- **DOCUMENT PASSAGE**
--- start ---
- Born: Michael Gleason Kansas, United States
- Origin: Wichita, Kansas
- Genres: Progressive rock, Christian rock, acoustic, instrumental music
- Occupations: Songwriter, record producer; recording artist
- Instruments: Vocals; keyboards; guitar;
- Years active: 1983–present

= Michael Gleason (musician) =

American musician, singer and songwriter

Michael Gleason is an American musician, singer and songwriter, best known as one of the founding members of the 1980s rock band AD.

==Biography==
Gleason grew up around Wichita, Kansas. He was drawn to music at a young age. When he was in high school and early college he became increasingly interested in 1970s progressive rock music. In particular, he was an admirer of Kansas. He had performed in night clubs for years before he joined Kansas as a touring member. Despite being increasingly attracted by rock music, he did not choose a typical rock'n'roll lifestyle but he wanted to share a positive message, written from a Christian worldview. As Gleason stated in an interview in 1990, "I had the very good fortune of being raised in a home with two parents who were strong committed believers. So whether Jesus Christ was the truth or was real was never really a question. It was in my earliest upbringing. It was a natural part of me as a child. Of course, there came that moment of truth later on as an adolescent where I internalised that and made it my own. I'm committed to it, and have seen it borne out in the lives of people around me".

===Early 1980s===
Being an admirer of the music of Kansas and their main songwriter, Kerry Livgren, Gleason did some multi-track studio work that he sent to a post office box, which was on Livgren's first solo album, Seeds of Change from 1980. Several months later, Livgren called him back and asked him if he could join him on a new solo record. After vocalist Steve Walsh left Kansas in 1981, Gleason was among the hopefuls to become the new Kansas frontman, along with Warren Ham and others. Although John Elefante became new lead singer and keyboardist of Kansas, both Gleason and Ham left an impression on Livgren and were invited to join Kansas in the Drastic Measures tour in 1983 as touring members. Gleason played additional keyboards and added background vocals.
--- end ---
- **RECORD EXTRACTS**
--- start ---
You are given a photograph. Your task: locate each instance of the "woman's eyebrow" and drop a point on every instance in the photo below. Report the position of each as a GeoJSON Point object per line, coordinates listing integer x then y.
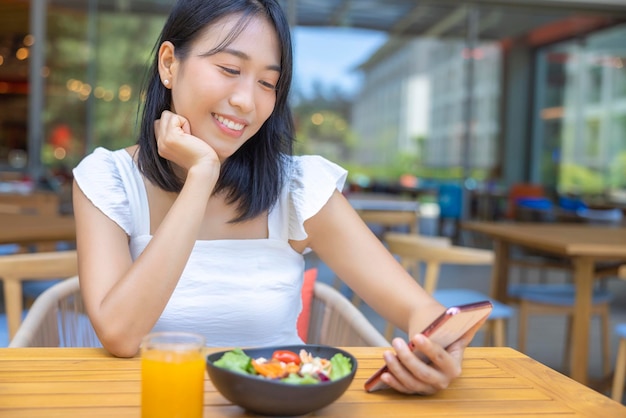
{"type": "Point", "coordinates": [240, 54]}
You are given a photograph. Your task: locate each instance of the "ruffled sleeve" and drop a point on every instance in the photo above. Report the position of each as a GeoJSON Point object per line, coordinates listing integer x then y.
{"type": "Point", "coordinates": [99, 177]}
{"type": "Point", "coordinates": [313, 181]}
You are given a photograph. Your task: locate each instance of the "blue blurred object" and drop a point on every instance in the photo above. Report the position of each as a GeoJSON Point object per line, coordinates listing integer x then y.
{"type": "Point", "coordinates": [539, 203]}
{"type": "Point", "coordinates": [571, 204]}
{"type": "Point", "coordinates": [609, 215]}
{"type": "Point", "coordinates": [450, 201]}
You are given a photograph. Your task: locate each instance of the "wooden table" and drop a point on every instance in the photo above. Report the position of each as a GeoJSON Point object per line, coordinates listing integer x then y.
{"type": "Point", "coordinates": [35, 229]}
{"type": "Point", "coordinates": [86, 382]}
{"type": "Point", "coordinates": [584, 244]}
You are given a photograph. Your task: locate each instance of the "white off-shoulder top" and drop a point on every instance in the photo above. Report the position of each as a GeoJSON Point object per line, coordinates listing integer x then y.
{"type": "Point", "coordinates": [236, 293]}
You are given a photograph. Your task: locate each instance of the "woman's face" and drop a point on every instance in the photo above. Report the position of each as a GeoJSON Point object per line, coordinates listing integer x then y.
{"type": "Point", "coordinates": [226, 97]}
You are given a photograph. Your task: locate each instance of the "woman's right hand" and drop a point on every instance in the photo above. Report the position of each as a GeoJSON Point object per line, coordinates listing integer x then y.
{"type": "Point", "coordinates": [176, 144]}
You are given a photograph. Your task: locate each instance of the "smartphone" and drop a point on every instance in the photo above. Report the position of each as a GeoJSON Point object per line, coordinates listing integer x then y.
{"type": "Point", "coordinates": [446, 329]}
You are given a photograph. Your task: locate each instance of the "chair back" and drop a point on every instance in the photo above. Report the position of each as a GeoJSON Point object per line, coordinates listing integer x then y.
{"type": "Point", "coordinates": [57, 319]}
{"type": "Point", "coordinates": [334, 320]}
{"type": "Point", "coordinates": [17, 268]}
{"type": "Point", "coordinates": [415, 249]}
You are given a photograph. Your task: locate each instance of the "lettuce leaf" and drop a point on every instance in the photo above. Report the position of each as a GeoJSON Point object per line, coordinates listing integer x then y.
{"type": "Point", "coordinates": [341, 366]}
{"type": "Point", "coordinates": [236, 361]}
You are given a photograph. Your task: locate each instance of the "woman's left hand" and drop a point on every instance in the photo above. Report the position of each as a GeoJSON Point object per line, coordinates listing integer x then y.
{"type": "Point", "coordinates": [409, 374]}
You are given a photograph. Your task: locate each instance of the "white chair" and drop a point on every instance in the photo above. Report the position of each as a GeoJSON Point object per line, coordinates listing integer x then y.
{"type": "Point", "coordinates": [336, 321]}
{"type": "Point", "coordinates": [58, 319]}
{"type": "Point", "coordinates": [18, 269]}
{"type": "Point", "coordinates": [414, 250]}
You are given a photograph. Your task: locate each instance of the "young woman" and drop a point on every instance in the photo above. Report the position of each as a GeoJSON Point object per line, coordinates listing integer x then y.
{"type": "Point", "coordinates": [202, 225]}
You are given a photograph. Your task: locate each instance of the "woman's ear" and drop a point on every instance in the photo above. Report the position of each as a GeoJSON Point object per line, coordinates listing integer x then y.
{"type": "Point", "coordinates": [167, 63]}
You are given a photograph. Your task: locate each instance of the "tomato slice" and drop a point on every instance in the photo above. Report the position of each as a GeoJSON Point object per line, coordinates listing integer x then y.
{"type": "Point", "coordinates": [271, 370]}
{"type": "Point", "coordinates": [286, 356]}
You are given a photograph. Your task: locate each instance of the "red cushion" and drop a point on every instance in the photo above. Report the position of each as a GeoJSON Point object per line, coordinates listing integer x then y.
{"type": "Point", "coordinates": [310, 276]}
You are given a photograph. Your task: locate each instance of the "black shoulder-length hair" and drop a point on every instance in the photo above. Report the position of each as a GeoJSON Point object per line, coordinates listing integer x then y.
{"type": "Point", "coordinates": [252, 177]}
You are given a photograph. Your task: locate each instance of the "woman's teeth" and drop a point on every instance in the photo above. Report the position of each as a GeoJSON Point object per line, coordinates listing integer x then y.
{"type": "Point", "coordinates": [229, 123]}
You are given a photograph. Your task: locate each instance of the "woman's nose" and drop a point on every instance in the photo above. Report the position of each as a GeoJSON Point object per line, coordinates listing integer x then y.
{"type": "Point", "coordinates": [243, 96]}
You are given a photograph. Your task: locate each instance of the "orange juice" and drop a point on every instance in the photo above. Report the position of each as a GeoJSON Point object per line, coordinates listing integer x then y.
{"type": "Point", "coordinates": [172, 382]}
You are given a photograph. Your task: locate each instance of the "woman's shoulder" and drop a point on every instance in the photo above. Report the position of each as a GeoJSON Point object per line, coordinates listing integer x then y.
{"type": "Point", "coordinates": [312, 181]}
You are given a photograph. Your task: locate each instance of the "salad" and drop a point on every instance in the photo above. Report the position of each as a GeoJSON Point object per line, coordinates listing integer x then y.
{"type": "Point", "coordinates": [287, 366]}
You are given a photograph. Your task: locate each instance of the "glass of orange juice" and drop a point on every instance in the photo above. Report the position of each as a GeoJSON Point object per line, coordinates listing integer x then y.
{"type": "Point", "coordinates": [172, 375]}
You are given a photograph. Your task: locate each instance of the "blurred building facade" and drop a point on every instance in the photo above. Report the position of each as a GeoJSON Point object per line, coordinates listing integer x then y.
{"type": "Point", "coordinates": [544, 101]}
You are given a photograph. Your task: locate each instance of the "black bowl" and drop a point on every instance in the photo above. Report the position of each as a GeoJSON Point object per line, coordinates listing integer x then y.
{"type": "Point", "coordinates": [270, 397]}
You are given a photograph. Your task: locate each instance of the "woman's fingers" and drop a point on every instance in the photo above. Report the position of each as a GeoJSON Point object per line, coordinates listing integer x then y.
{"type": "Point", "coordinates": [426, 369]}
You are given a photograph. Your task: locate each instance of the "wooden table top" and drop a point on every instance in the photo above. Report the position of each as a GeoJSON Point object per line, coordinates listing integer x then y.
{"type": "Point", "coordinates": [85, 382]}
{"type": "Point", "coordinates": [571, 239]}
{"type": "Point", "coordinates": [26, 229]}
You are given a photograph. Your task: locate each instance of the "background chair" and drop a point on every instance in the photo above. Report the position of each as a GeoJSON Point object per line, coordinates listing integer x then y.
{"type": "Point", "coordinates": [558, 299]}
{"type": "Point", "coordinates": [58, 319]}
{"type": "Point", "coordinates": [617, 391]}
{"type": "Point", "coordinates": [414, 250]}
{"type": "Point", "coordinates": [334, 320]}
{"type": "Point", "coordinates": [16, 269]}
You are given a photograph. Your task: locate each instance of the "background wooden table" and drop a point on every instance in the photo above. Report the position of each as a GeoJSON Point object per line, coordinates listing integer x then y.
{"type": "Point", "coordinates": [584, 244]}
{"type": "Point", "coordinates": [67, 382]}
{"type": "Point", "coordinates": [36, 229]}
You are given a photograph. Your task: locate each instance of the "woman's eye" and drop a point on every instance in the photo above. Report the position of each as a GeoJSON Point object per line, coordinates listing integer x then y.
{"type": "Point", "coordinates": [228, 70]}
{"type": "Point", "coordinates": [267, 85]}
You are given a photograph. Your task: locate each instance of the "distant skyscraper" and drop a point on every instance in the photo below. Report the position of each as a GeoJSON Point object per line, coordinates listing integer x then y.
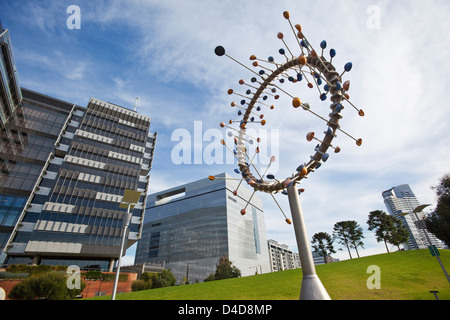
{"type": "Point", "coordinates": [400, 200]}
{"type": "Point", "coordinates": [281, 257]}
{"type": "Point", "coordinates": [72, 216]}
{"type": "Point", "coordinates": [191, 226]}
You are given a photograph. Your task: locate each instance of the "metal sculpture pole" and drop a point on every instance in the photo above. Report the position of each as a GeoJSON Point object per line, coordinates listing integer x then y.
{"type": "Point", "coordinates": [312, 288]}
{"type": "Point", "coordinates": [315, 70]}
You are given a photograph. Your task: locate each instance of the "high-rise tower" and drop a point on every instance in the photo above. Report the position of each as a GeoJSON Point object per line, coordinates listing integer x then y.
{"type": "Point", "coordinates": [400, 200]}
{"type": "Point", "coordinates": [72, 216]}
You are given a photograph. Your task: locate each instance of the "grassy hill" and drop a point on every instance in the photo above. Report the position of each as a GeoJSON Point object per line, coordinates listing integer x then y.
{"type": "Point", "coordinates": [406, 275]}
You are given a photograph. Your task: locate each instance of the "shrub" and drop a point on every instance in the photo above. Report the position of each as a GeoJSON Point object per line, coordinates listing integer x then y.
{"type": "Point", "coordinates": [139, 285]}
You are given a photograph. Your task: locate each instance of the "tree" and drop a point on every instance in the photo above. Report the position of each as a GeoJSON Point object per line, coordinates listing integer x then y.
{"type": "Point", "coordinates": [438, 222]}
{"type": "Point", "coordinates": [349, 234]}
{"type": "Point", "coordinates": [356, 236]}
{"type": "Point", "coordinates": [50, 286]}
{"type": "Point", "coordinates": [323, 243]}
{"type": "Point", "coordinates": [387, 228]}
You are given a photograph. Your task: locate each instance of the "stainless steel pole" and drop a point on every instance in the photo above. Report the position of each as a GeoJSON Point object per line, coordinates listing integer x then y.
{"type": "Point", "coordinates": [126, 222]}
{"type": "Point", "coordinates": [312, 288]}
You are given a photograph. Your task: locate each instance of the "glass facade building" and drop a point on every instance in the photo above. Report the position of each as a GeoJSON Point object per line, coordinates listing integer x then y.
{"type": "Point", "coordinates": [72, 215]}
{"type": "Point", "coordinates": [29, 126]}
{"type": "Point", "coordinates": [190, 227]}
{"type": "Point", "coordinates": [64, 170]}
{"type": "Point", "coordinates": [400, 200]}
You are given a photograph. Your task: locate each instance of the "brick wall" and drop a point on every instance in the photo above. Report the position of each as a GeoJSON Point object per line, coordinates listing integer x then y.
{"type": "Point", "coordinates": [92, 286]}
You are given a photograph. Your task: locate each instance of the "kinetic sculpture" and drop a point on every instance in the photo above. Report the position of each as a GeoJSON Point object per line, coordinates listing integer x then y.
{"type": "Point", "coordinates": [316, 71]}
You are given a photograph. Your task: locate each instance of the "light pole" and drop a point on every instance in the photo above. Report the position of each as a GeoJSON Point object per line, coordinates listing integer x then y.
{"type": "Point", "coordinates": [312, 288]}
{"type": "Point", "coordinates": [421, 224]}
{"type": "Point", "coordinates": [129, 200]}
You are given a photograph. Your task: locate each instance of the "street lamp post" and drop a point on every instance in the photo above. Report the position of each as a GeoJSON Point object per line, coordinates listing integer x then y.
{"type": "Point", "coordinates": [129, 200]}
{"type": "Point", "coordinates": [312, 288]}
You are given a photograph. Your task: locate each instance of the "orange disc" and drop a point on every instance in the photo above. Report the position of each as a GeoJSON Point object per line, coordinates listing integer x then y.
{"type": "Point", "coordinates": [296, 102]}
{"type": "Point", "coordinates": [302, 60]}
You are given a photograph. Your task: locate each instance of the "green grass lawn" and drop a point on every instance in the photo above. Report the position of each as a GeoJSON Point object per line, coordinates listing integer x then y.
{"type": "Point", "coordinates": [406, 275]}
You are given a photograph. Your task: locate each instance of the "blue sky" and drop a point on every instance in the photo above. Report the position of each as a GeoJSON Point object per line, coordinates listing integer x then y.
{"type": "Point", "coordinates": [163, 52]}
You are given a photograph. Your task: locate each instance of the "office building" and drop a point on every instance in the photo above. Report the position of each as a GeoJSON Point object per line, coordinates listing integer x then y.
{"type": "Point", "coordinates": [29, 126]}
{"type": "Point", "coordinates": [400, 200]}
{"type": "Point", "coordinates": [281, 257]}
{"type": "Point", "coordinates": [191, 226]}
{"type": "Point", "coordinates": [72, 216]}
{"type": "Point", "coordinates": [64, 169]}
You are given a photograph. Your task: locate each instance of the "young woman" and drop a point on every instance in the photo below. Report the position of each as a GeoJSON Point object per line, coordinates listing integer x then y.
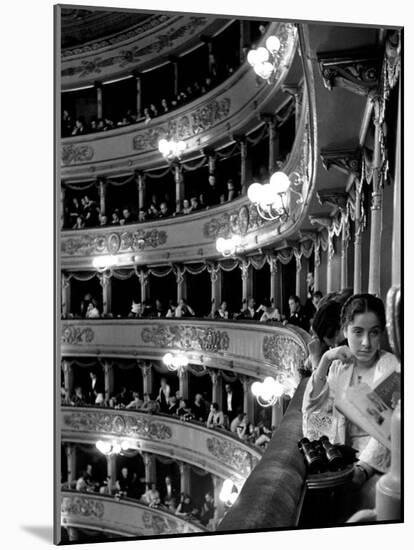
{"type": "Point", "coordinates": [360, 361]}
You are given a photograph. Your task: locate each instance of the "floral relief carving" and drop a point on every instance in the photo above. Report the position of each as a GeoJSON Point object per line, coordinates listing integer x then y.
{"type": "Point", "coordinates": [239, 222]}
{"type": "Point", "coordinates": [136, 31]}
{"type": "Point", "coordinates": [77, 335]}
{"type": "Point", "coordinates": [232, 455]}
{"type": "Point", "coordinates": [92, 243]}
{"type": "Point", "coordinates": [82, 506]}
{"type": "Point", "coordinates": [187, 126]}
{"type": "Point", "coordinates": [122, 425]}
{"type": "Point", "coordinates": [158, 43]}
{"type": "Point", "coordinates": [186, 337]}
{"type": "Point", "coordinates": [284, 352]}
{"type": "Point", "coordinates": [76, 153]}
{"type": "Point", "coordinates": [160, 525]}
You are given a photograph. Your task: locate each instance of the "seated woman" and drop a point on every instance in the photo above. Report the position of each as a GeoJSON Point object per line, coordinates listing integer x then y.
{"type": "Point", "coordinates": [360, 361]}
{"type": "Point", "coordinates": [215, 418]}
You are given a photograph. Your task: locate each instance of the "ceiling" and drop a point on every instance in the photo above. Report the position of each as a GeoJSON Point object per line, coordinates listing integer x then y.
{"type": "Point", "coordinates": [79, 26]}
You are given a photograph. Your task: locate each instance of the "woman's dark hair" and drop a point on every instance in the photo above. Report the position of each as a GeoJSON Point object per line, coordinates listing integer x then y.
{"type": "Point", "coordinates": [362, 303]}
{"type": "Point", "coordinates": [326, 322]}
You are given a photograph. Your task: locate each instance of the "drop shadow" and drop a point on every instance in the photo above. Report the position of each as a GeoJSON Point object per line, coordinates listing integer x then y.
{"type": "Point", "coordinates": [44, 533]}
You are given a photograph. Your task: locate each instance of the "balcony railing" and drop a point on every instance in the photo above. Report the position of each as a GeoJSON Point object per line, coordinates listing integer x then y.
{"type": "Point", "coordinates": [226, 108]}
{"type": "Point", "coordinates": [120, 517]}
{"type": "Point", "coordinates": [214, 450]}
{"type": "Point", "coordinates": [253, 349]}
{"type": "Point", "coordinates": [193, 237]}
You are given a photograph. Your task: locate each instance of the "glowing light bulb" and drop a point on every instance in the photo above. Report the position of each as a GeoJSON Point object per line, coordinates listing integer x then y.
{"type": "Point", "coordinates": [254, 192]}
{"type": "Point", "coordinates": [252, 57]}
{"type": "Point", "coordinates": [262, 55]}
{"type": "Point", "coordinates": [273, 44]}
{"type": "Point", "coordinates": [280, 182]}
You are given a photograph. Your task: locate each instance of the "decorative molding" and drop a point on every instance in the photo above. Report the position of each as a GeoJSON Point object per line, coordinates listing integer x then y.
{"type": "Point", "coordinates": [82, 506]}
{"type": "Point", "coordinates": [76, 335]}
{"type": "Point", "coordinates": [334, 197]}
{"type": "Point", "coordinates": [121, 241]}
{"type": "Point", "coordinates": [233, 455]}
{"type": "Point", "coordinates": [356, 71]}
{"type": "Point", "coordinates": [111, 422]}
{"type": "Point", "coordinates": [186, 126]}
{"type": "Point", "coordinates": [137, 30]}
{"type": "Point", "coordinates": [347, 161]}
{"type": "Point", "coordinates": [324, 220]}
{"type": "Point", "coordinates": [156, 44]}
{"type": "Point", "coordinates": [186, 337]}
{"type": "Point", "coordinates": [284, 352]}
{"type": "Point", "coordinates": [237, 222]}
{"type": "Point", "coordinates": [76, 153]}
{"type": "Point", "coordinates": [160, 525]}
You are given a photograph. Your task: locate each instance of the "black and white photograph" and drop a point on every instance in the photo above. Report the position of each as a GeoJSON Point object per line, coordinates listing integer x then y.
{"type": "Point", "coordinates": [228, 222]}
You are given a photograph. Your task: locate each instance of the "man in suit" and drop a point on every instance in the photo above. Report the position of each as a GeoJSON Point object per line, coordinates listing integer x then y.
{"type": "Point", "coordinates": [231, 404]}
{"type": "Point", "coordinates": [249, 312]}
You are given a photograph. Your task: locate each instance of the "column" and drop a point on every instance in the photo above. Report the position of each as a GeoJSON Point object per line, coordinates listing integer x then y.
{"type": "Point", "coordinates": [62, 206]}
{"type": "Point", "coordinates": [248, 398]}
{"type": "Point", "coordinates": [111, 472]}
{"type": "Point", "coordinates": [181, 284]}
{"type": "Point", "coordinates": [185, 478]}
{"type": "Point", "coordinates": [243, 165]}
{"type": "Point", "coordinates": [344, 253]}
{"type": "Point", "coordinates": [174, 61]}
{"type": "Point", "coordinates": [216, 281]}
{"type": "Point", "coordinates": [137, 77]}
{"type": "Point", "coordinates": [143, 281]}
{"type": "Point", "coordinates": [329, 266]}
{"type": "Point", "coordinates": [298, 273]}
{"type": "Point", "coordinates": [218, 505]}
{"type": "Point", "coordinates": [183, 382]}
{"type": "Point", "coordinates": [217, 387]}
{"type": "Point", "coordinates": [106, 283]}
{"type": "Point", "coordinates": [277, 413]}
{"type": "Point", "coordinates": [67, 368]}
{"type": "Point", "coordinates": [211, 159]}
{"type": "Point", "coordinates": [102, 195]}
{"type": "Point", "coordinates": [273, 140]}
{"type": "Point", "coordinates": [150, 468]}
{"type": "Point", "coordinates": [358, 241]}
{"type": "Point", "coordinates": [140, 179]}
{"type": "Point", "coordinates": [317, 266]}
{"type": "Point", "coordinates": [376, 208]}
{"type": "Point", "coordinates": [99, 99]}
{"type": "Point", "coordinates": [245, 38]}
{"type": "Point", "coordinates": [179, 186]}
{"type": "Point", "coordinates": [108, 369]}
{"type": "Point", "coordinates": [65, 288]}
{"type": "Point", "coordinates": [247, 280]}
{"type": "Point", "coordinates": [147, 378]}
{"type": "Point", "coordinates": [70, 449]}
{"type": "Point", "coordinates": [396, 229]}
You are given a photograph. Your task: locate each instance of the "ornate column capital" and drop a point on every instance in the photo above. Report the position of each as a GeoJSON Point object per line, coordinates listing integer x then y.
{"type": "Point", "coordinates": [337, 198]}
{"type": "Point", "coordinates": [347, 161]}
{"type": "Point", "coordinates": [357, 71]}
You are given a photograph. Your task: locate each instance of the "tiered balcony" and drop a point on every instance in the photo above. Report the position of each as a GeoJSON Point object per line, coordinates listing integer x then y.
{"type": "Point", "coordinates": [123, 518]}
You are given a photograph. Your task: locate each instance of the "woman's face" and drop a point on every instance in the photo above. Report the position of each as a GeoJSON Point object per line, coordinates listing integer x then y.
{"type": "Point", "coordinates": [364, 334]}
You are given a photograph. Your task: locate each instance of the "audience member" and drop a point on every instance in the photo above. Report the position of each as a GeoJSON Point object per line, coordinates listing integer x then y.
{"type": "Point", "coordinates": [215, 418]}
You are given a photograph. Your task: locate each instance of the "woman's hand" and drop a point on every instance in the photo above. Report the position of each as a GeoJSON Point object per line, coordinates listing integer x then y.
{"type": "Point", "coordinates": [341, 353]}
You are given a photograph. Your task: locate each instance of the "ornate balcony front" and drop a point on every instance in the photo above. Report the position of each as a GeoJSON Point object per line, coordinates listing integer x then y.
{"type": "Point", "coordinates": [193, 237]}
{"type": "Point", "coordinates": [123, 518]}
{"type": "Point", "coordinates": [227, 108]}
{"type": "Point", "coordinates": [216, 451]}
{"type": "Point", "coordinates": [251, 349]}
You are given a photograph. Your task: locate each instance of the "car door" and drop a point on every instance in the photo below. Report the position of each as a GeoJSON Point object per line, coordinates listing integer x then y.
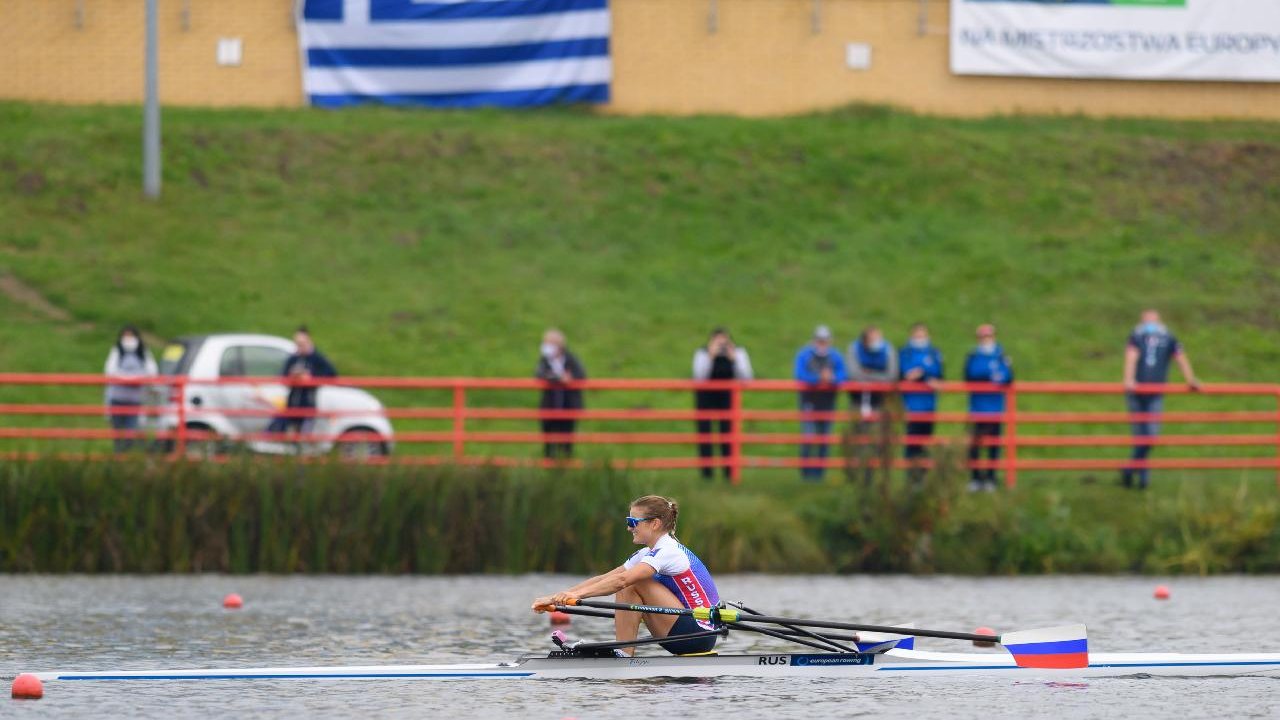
--- end ---
- **WHAT YOU WILL DO**
Copy out the entire Michael Gleason biography word for word. The records play no part in this work.

- **TASK SOLUTION**
- Born: Michael Gleason Kansas, United States
- Origin: Wichita, Kansas
- Genres: Progressive rock, Christian rock, acoustic, instrumental music
- Occupations: Songwriter, record producer; recording artist
- Instruments: Vocals; keyboards; guitar;
- Years active: 1983–present

= Michael Gleason (musician) =

American musician, singer and songwriter

Michael Gleason is an American musician, singer and songwriter, best known as one of the founding members of the 1980s rock band AD.

==Biography==
Gleason grew up around Wichita, Kansas. He was drawn to music at a young age. When he was in high school and early college he became increasingly interested in 1970s progressive rock music. In particular, he was an admirer of Kansas. He had performed in night clubs for years before he joined Kansas as a touring member. Despite being increasingly attracted by rock music, he did not choose a typical rock'n'roll lifestyle but he wanted to share a positive message, written from a Christian worldview. As Gleason stated in an interview in 1990, "I had the very good fortune of being raised in a home with two parents who were strong committed believers. So whether Jesus Christ was the truth or was real was never really a question. It was in my earliest upbringing. It was a natural part of me as a child. Of course, there came that moment of truth later on as an adolescent where I internalised that and made it my own. I'm committed to it, and have seen it borne out in the lives of people around me".

===Early 1980s===
Being an admirer of the music of Kansas and their main songwriter, Kerry Livgren, Gleason did some multi-track studio work that he sent to a post office box, which was on Livgren's first solo album, Seeds of Change from 1980. Several months later, Livgren called him back and asked him if he could join him on a new solo record. After vocalist Steve Walsh left Kansas in 1981, Gleason was among the hopefuls to become the new Kansas frontman, along with Warren Ham and others. Although John Elefante became new lead singer and keyboardist of Kansas, both Gleason and Ham left an impression on Livgren and were invited to join Kansas in the Drastic Measures tour in 1983 as touring members. Gleason played additional keyboards and added background vocals.